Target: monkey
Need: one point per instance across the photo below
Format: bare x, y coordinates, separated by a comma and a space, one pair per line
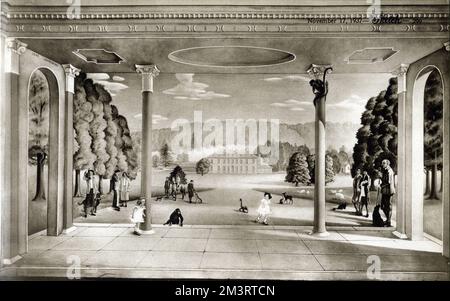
320, 87
176, 218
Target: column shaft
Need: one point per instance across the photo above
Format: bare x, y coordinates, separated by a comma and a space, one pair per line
319, 185
146, 156
68, 164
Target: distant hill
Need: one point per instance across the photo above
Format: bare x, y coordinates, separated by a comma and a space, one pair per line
337, 135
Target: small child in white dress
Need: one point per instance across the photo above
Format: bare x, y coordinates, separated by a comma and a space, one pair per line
264, 210
138, 215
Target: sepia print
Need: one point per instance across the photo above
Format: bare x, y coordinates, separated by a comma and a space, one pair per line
285, 140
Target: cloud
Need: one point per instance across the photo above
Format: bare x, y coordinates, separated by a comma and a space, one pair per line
97, 76
188, 89
354, 102
288, 77
156, 118
292, 104
118, 78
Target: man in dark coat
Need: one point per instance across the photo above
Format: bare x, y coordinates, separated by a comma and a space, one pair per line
191, 190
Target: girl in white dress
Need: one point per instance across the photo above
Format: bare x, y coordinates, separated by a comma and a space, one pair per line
138, 215
264, 210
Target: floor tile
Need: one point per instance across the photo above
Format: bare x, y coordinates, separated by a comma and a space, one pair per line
290, 262
282, 246
132, 244
181, 244
231, 245
212, 260
83, 243
102, 231
113, 259
185, 260
45, 242
188, 233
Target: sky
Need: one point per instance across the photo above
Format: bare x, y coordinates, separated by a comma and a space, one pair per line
241, 96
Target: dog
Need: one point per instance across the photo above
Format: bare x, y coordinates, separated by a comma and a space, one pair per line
243, 209
176, 218
341, 206
377, 221
286, 199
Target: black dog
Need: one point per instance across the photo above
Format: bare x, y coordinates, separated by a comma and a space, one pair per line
243, 208
176, 218
341, 206
377, 221
286, 199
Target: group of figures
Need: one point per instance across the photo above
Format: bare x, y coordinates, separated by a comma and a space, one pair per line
384, 185
173, 186
119, 186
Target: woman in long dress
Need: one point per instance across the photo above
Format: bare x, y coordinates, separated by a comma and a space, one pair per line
124, 190
264, 210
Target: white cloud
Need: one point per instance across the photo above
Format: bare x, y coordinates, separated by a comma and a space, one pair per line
188, 89
97, 76
287, 77
156, 118
292, 104
117, 78
112, 87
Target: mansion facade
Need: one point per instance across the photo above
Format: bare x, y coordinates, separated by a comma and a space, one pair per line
238, 164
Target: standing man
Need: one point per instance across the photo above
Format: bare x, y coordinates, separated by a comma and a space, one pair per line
357, 191
166, 187
191, 190
115, 186
387, 190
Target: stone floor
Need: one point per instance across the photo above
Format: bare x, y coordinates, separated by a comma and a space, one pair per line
237, 252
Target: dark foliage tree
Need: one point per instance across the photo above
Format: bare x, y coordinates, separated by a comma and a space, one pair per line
202, 166
297, 170
38, 129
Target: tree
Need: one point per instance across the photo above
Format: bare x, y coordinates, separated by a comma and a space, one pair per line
155, 161
178, 172
202, 166
433, 136
311, 160
329, 173
97, 131
297, 170
38, 129
110, 131
377, 136
165, 155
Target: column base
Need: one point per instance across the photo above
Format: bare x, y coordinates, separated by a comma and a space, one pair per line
9, 261
68, 230
319, 234
400, 235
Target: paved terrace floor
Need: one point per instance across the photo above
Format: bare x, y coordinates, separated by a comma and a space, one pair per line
222, 252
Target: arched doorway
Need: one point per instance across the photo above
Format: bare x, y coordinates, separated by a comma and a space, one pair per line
427, 127
44, 149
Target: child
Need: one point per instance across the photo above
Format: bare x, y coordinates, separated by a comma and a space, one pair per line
138, 215
264, 209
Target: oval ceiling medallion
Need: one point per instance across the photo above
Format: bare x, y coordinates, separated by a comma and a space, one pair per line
231, 56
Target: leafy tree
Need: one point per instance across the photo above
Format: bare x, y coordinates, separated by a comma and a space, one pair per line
202, 166
38, 129
329, 173
165, 155
178, 173
297, 170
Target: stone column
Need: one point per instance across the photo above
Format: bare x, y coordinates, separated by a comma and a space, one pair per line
317, 73
71, 72
400, 73
14, 195
148, 73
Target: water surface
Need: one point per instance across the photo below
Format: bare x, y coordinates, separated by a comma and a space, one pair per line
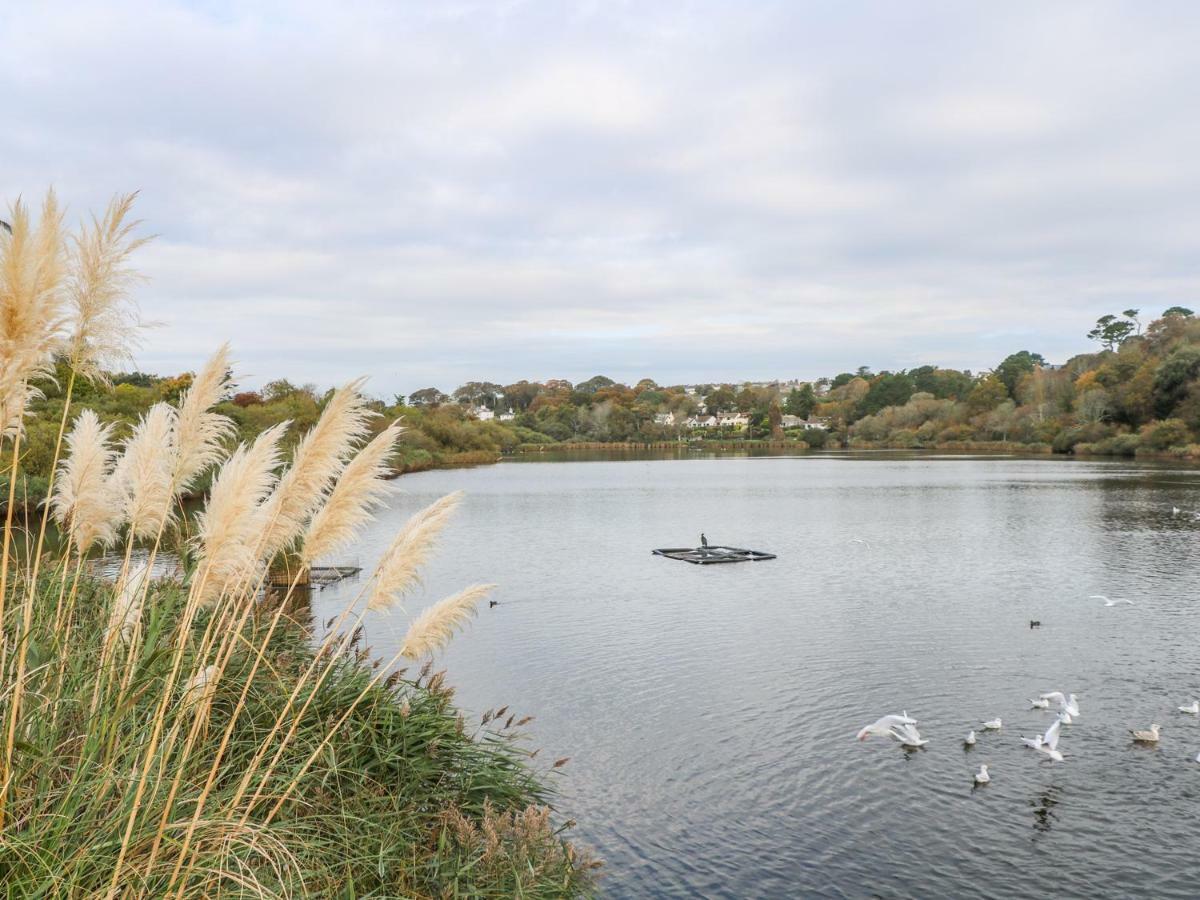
709, 712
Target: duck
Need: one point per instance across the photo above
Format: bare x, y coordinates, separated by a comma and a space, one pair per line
1146, 737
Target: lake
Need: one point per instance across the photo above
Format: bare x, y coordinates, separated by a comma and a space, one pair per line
709, 712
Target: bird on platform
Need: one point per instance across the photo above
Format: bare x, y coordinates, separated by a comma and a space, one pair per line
1146, 737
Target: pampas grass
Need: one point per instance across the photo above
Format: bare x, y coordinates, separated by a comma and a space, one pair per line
84, 501
201, 432
358, 492
31, 315
231, 527
105, 331
401, 565
316, 463
144, 472
436, 627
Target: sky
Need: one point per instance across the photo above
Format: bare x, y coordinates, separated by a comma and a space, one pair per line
437, 192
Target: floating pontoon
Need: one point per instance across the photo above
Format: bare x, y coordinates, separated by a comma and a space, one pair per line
707, 556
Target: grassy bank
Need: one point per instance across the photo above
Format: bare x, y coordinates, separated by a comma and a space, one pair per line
190, 738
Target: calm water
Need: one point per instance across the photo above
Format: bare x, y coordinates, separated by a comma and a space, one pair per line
709, 712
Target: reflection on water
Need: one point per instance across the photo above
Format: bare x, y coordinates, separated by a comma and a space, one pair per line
709, 712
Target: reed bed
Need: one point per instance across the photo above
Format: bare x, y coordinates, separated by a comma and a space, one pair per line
189, 737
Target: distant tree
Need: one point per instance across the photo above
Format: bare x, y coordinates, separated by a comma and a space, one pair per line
801, 401
1111, 331
720, 400
988, 394
1017, 365
427, 397
593, 384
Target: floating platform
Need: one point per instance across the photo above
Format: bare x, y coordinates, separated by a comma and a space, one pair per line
319, 576
707, 556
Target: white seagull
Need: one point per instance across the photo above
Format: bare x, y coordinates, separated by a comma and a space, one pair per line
1049, 744
1068, 703
1146, 737
882, 727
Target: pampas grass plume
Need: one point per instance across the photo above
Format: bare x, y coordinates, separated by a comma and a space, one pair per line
144, 472
358, 492
105, 318
84, 501
401, 564
316, 463
229, 528
199, 432
433, 628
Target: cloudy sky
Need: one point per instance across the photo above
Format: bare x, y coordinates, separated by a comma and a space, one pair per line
433, 192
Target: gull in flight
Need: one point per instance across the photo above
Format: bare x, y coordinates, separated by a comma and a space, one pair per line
909, 736
1049, 744
1146, 737
1114, 601
882, 727
1068, 705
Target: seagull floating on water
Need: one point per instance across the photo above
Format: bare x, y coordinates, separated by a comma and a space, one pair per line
1068, 705
1049, 742
882, 727
1146, 737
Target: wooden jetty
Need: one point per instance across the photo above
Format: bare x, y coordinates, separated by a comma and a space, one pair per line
707, 556
319, 576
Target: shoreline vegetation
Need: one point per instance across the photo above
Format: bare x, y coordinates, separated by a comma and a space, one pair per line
1138, 395
197, 737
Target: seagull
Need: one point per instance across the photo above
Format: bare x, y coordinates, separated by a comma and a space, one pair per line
1049, 744
1068, 703
909, 736
1146, 737
882, 727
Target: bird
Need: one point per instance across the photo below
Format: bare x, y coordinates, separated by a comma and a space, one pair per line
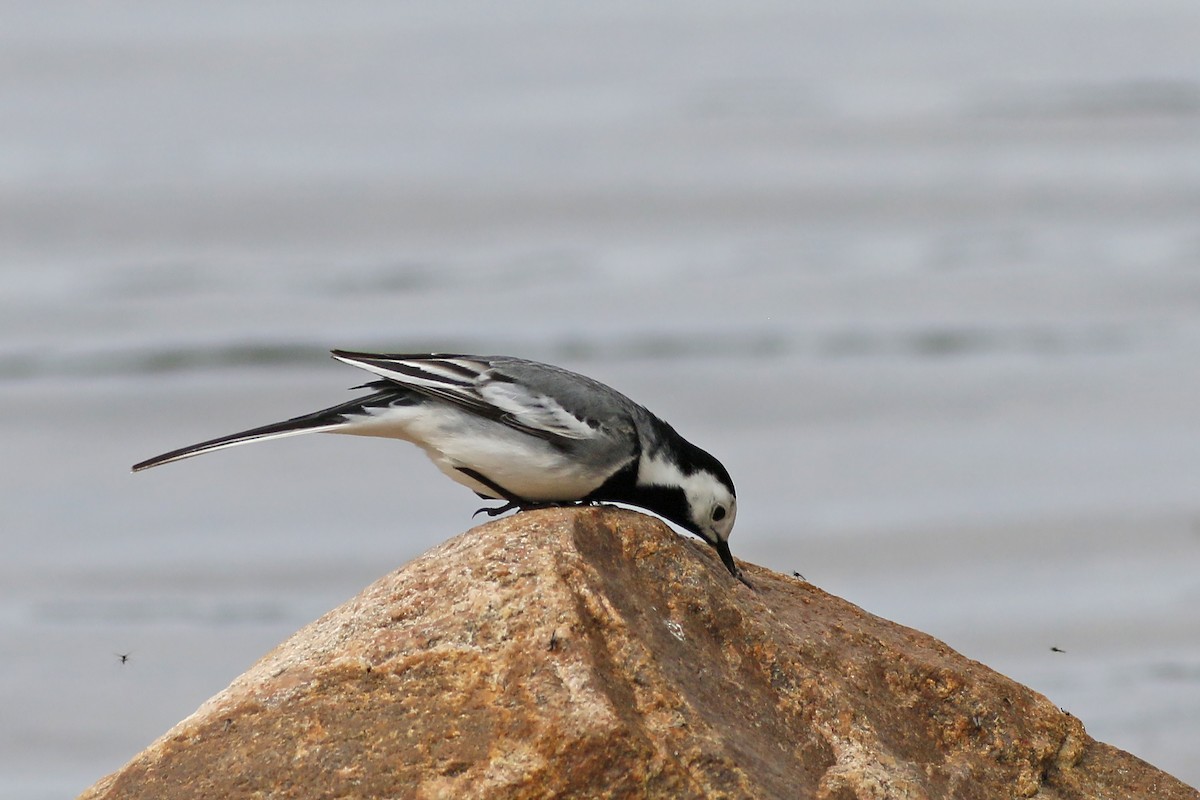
526, 433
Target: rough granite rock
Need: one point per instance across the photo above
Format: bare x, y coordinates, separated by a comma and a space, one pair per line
593, 653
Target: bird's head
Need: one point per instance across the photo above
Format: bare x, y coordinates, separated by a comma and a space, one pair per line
697, 494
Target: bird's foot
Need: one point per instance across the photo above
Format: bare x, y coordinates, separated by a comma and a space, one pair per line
520, 505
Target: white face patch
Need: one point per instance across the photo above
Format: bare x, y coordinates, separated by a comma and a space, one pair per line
711, 504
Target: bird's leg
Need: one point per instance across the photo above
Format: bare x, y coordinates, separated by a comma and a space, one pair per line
513, 501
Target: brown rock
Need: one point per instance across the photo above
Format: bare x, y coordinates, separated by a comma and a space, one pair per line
592, 653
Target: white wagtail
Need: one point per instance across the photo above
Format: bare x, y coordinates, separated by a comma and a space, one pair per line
526, 433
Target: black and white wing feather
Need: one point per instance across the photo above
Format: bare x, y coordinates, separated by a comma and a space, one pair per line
538, 400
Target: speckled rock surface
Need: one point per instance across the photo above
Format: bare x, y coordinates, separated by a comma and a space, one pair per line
592, 653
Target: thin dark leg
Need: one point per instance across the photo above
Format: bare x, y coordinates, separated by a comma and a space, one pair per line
513, 501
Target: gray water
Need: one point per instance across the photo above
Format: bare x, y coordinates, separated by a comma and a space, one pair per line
927, 278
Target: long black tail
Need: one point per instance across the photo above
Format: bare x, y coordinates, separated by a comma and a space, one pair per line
329, 419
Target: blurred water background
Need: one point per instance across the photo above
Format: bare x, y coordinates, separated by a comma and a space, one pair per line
925, 276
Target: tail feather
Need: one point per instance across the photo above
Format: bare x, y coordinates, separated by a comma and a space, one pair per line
329, 419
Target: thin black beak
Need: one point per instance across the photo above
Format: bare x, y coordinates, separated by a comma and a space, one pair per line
723, 549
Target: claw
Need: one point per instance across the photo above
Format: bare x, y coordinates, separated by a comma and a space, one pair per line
498, 510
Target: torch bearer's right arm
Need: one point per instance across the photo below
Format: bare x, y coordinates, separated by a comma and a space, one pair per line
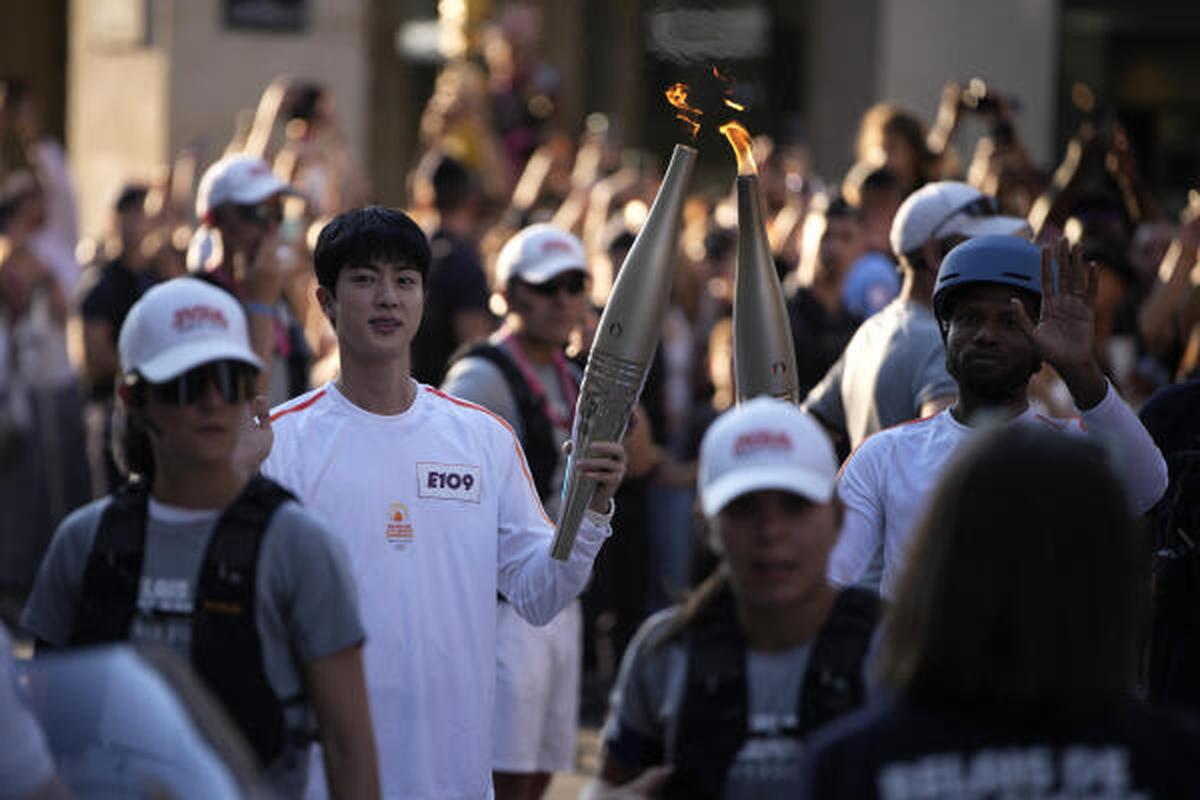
535, 584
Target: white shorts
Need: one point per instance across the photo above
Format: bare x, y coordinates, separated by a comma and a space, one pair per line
537, 691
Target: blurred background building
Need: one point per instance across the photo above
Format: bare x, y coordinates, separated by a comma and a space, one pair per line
130, 83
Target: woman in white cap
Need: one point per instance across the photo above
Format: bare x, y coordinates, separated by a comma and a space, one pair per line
726, 686
225, 569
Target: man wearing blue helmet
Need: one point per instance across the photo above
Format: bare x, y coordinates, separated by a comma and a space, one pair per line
1002, 312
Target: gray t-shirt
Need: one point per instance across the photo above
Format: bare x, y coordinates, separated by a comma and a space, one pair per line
894, 364
305, 607
648, 695
479, 380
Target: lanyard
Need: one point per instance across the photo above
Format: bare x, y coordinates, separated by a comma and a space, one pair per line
565, 383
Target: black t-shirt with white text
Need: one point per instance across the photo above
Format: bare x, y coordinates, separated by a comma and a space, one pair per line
894, 751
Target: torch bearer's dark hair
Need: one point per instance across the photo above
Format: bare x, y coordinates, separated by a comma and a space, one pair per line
1026, 589
372, 234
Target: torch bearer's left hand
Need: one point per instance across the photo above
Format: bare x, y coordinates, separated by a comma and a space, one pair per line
605, 464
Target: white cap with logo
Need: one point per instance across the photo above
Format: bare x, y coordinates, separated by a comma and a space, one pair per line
181, 324
948, 209
539, 253
765, 444
239, 179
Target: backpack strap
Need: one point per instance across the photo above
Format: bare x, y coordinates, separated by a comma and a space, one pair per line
227, 650
538, 432
833, 681
713, 716
109, 590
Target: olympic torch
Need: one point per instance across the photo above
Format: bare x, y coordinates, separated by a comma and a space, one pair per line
624, 342
763, 350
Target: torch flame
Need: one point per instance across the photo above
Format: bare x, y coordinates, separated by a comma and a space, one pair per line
677, 95
739, 138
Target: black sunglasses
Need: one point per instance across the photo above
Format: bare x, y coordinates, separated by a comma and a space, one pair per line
981, 206
234, 382
573, 283
262, 214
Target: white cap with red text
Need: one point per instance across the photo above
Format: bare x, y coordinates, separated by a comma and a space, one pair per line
181, 324
765, 444
948, 209
539, 253
239, 179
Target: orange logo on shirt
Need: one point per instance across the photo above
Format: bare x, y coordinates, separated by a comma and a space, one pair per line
400, 528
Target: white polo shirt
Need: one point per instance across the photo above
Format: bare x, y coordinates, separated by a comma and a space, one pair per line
438, 512
886, 482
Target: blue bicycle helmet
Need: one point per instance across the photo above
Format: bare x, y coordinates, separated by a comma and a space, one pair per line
1008, 260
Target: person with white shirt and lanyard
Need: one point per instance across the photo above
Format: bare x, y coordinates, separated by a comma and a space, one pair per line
988, 295
437, 506
522, 374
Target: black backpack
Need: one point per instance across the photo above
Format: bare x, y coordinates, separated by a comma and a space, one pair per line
538, 439
226, 649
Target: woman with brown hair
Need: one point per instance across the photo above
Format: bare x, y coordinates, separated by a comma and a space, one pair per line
1011, 654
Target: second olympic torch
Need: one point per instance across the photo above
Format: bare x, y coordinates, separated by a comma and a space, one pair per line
763, 349
624, 343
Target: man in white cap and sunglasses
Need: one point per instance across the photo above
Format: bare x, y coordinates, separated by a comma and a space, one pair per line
240, 206
893, 370
225, 569
522, 374
725, 687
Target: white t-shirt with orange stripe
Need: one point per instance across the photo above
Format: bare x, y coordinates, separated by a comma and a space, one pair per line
438, 512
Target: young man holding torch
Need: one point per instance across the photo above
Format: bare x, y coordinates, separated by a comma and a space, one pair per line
436, 505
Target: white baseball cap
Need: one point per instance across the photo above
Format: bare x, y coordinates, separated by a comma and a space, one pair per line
539, 253
949, 209
239, 179
181, 324
765, 444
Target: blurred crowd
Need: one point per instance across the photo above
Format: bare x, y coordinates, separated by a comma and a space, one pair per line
495, 157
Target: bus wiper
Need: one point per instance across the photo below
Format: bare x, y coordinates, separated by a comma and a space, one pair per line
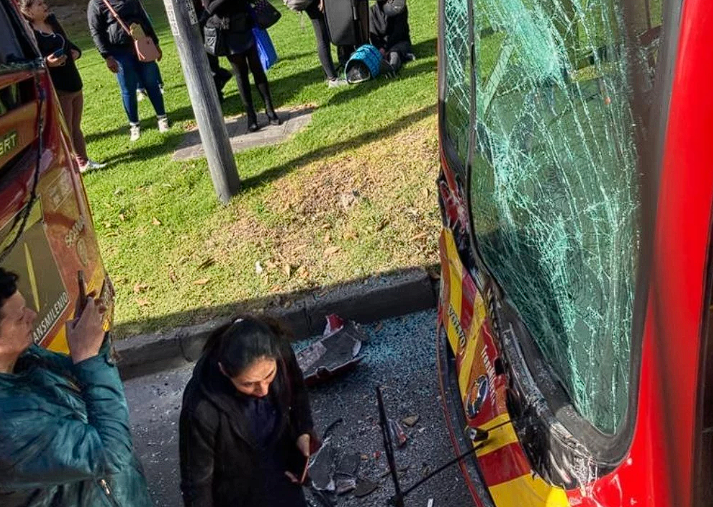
475, 434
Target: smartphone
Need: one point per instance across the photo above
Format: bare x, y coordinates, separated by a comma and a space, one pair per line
304, 472
82, 297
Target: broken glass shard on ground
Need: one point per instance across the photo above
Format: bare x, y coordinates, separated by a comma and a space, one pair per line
337, 351
398, 436
345, 475
321, 469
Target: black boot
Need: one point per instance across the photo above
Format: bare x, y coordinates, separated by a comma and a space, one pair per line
264, 90
247, 98
252, 120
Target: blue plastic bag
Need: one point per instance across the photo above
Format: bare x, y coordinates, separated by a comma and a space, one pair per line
364, 64
265, 48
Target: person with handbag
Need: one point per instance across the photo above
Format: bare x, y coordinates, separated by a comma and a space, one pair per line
227, 29
125, 38
60, 55
245, 430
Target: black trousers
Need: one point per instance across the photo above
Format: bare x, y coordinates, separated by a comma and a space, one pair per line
321, 33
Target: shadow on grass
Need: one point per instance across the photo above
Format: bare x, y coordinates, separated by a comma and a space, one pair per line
278, 171
294, 307
283, 90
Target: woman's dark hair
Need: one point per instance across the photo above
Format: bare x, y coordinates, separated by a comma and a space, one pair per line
25, 6
246, 339
8, 286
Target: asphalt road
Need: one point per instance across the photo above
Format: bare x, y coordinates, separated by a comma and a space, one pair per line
399, 356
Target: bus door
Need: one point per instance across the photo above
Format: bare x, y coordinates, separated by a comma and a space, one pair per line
46, 230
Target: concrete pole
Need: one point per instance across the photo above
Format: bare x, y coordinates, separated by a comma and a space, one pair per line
204, 97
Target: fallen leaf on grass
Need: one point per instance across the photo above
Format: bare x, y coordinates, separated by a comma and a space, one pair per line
302, 272
206, 263
331, 250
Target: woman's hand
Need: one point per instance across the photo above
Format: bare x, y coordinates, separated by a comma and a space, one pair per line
303, 442
85, 333
56, 61
112, 64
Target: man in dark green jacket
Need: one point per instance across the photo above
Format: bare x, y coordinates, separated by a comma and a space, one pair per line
64, 422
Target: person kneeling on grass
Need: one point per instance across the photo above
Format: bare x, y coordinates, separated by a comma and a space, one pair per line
390, 33
107, 22
245, 431
64, 436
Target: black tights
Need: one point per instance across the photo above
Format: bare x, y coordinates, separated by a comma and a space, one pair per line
250, 60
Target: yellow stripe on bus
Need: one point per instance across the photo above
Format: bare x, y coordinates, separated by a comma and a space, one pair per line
528, 491
499, 438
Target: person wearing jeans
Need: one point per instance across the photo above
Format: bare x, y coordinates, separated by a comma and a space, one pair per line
117, 47
324, 51
130, 73
60, 54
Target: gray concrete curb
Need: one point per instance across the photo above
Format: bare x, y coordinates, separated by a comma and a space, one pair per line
368, 301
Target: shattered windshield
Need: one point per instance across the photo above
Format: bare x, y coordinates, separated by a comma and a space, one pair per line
554, 188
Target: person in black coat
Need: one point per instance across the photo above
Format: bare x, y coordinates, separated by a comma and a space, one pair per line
389, 31
245, 430
228, 32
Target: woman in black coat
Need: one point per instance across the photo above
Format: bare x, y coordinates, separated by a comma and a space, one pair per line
232, 22
246, 428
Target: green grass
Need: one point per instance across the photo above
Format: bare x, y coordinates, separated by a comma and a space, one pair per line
178, 256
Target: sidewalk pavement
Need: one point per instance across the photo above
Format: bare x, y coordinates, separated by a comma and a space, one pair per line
373, 299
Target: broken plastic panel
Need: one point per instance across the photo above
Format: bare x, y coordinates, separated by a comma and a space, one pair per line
337, 351
554, 184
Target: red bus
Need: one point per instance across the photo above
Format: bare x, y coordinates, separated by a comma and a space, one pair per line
576, 195
46, 230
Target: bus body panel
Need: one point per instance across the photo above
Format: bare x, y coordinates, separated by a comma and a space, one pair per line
657, 468
58, 239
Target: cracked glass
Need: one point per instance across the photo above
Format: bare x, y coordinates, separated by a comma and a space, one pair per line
554, 187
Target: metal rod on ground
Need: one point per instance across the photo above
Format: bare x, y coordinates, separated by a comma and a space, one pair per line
204, 97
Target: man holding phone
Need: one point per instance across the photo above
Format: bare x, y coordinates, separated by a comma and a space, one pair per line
64, 437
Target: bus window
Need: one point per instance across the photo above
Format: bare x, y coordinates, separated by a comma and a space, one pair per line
554, 185
457, 85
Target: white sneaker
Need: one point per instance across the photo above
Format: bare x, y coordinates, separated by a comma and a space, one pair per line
163, 124
91, 164
134, 133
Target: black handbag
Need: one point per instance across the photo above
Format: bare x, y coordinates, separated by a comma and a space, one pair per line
265, 14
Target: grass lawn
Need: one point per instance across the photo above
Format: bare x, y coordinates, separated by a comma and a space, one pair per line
351, 195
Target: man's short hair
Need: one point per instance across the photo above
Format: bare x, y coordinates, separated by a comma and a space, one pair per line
8, 286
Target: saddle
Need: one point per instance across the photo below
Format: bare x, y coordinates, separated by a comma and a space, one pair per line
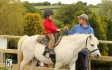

## Written instruction:
How many lines in the rows above contain the string "blue"? Case counts, so match only that exact capitalization, and reply with the number alone.

## Problem solution:
3